** Stored data follows **
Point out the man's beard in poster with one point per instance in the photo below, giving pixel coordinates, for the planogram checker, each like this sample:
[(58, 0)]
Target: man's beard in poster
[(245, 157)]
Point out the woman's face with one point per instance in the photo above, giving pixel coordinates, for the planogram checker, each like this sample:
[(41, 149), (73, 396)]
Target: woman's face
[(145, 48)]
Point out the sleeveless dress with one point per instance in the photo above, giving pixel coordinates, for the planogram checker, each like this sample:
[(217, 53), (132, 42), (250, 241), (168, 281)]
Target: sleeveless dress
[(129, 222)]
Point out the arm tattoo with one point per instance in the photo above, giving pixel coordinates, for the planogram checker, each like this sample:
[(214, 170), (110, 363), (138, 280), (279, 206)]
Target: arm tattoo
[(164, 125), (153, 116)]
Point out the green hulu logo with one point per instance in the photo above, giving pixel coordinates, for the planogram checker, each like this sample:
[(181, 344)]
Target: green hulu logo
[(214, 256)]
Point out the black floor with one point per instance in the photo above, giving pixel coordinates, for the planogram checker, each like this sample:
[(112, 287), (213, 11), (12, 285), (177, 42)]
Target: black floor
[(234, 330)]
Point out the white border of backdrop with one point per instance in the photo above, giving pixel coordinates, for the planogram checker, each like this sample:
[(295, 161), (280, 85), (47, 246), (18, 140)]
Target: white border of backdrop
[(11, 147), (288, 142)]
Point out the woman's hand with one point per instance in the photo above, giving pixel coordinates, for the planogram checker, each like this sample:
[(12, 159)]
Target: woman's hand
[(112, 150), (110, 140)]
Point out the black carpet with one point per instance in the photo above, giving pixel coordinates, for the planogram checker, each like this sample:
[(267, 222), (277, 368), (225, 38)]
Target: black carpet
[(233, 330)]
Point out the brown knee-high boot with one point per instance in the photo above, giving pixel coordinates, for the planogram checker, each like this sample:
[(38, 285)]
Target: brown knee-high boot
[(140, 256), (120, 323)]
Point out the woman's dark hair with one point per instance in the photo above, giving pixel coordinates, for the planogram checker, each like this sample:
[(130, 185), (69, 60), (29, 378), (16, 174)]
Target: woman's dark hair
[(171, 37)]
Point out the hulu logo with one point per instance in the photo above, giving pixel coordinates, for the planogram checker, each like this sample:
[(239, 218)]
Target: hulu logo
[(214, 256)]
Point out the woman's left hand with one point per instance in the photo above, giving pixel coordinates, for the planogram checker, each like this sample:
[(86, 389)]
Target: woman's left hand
** End of Stored data **
** Problem details **
Copy the entries word for word.

** Exercise solution **
Point out the man's beard in poster with one point per instance in the photo below, giving pixel coordinates, for the planogram checker, each like this sample:
[(58, 0)]
Target: man's beard in poster
[(245, 157)]
Point out the woman's face with one point per instance in the photo above, giving pixel coordinates, for the planogram checker, each like this sample:
[(41, 149), (73, 396)]
Target: woman's face
[(145, 48)]
Point out the sleeveless dress with one point per instance in the photo above, giving pixel coordinates, for the planogram checker, each like this sample:
[(217, 53), (132, 42), (250, 241), (168, 281)]
Target: sleeveless dress
[(129, 222)]
Point out the arm tattoo with one point per instance in the photo above, giving pixel coordinates, for the planogram checker, each like this sample:
[(214, 170), (110, 363), (138, 280), (279, 206)]
Target: arm tattoo
[(164, 125), (153, 116)]
Point out the green hulu logo with one point per instance in the photo above, giving pixel coordinates, for the planogram checker, each like this sample:
[(181, 344)]
Target: green hulu logo
[(214, 256)]
Point out the black floor with one point per instance in the photo above, giving pixel coordinates, for the planogram checker, each like this sample:
[(112, 287), (213, 11), (12, 285), (177, 42)]
Target: black floor
[(234, 330)]
Point out the white border of backdrop with one point per instance in the photo above, giving pixel coordinates, for the planogram checker, each like this sample:
[(295, 161), (280, 85), (47, 246), (18, 140)]
Target: white border of backdrop
[(11, 147), (288, 142)]
Point out the woman's hand with one point per instance in the photo above, giving pixel coordinates, for the planogram checker, each like this sample:
[(12, 159)]
Target: woman's hand
[(112, 150), (110, 140)]
Point out the black carpet with one point per instance in the photo above, giving pixel coordinates, for the planogram checker, each like this sample:
[(267, 222), (277, 368), (225, 38)]
Target: black carpet
[(233, 330)]
Point out the brown knee-high boot with one point per instance in the photo above, giving pixel coordinates, for the planogram checker, each like this sample:
[(38, 285)]
Target: brown knee-high boot
[(140, 256), (120, 323)]
Point out the woman's dark hair with one point per instance in the photo above, giving pixel coordinates, for the planogram checker, each like this sample:
[(130, 185), (69, 60), (29, 378), (16, 174)]
Target: woman's dark hair
[(171, 37)]
Point out the hulu logo with one point per instance in the photo above, giving pixel coordinates, for the planogram checker, each like this sample:
[(239, 218)]
Target: hulu logo
[(214, 256)]
Point out the woman's left hand with one point per instance in the photo above, giving pixel coordinates, for the planogram checker, each like this sample:
[(86, 389)]
Target: woman's left hand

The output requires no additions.